- _DIRECTIVE_
Swap "rectangular window" for "arched window" in the material from its first line through the line with "345L286 345L286 309L260", and give back only those lines, otherwise unchanged and with the pictures left out.

━━━ DATA EXTRACT

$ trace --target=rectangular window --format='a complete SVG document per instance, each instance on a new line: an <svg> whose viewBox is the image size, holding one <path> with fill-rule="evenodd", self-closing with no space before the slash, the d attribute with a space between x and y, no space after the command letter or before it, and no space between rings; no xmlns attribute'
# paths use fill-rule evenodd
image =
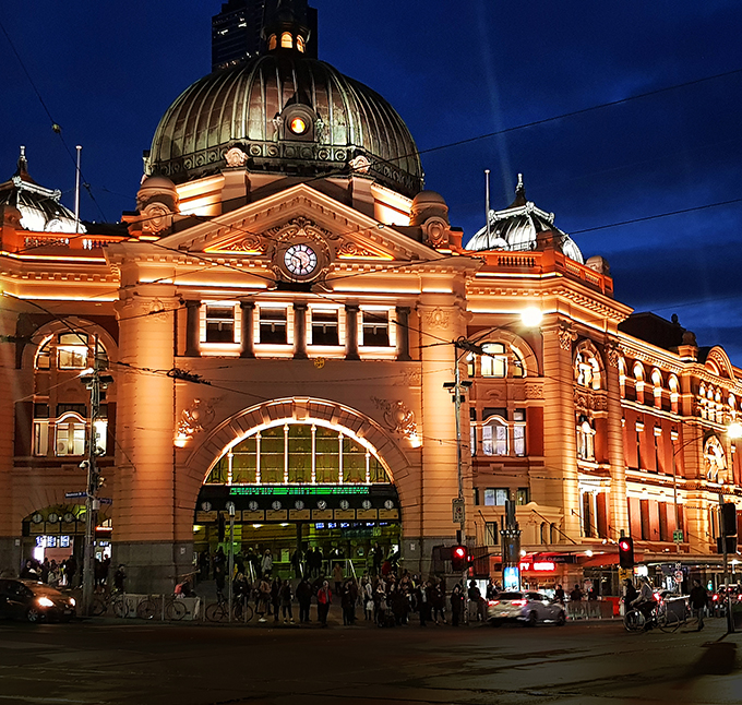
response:
<svg viewBox="0 0 742 705"><path fill-rule="evenodd" d="M513 454L526 454L526 409L515 409L513 413Z"/></svg>
<svg viewBox="0 0 742 705"><path fill-rule="evenodd" d="M67 417L57 423L57 455L85 454L85 423Z"/></svg>
<svg viewBox="0 0 742 705"><path fill-rule="evenodd" d="M267 345L286 345L286 309L260 309L260 342Z"/></svg>
<svg viewBox="0 0 742 705"><path fill-rule="evenodd" d="M235 342L235 306L206 304L206 343Z"/></svg>
<svg viewBox="0 0 742 705"><path fill-rule="evenodd" d="M502 487L488 487L484 490L484 506L505 506L510 499L510 490Z"/></svg>
<svg viewBox="0 0 742 705"><path fill-rule="evenodd" d="M388 311L361 311L361 315L363 316L363 338L361 345L388 347Z"/></svg>
<svg viewBox="0 0 742 705"><path fill-rule="evenodd" d="M500 535L498 534L496 522L484 523L484 543L487 546L498 546L500 542Z"/></svg>
<svg viewBox="0 0 742 705"><path fill-rule="evenodd" d="M87 367L87 335L60 333L57 345L57 367L60 370L84 370Z"/></svg>
<svg viewBox="0 0 742 705"><path fill-rule="evenodd" d="M49 451L49 419L34 419L34 455Z"/></svg>
<svg viewBox="0 0 742 705"><path fill-rule="evenodd" d="M337 309L311 309L312 345L339 345Z"/></svg>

━━━━━━

- _OUTPUT BELOW_
$ trace --target=arched window --format='a complete SVG document per instance, each instance on a new line: an <svg> whose viewBox is the image size, holding one <path> with fill-rule="evenodd", self-closing with no space before the slash, the d attribute with a space between x and y, no space after the command letter or before it, and no space between rings; no xmlns attribute'
# paths use fill-rule evenodd
image =
response:
<svg viewBox="0 0 742 705"><path fill-rule="evenodd" d="M513 454L526 454L526 409L515 409L513 413Z"/></svg>
<svg viewBox="0 0 742 705"><path fill-rule="evenodd" d="M67 417L57 423L57 455L85 454L85 423Z"/></svg>
<svg viewBox="0 0 742 705"><path fill-rule="evenodd" d="M267 345L286 345L286 309L260 309L260 342Z"/></svg>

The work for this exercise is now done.